*** Block opens ***
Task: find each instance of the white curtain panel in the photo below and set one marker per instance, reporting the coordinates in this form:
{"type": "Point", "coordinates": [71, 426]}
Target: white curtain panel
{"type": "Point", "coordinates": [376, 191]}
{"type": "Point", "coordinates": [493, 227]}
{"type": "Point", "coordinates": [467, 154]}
*** Block closes ***
# [Exercise aim]
Please retype all of the data above exactly as written.

# [Result below]
Task: find each instance of the white curtain panel in the photo below and set one marker per instance, reporting the coordinates in this form:
{"type": "Point", "coordinates": [71, 426]}
Target: white curtain panel
{"type": "Point", "coordinates": [376, 191]}
{"type": "Point", "coordinates": [493, 227]}
{"type": "Point", "coordinates": [467, 154]}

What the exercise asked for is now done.